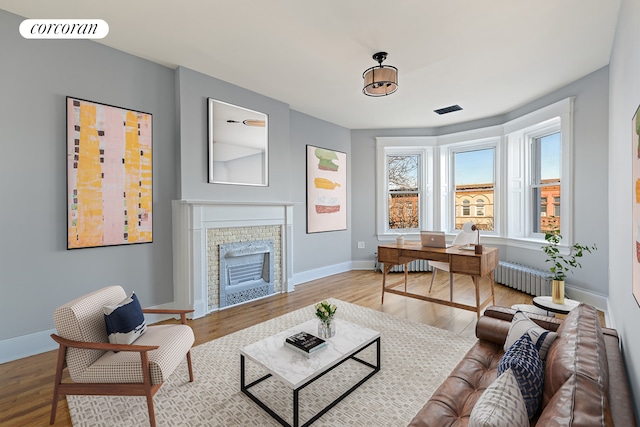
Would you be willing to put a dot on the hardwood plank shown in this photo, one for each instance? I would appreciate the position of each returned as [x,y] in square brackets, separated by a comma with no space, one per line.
[25,398]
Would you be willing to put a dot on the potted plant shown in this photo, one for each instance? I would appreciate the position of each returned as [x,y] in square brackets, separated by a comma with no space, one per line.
[562,264]
[325,312]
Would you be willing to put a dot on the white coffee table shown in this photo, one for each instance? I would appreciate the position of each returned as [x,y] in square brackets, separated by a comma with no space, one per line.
[297,371]
[546,303]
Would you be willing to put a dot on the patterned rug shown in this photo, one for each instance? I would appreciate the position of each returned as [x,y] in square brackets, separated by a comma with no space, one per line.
[415,359]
⁂
◆ Prompt:
Only the lines from the one holding "Would you be willing to put a dot on the potted" to the end of the material are wanted, each transcribed exactly.

◆ Output of the task:
Would you be willing to put a dot on the potted plant shown in this photo, one for each instance? I would appreciate the position of each returned as [x,y] in square brackets, separated by a comma with no space, one per line.
[562,264]
[325,312]
Would you be willing to put a dot on the white coffee table shown in this photo, one for each instance? I would appreciate the position of each returned as [x,y] in square brackets, separated by a comma with no space, one per line.
[297,371]
[546,303]
Would you be willing to put a dot on the patterned rug shown in this photo, one for each instance? I would appreciate the position of each returned as [x,y] in square brackets, separated by a comma with no space, one per line.
[415,359]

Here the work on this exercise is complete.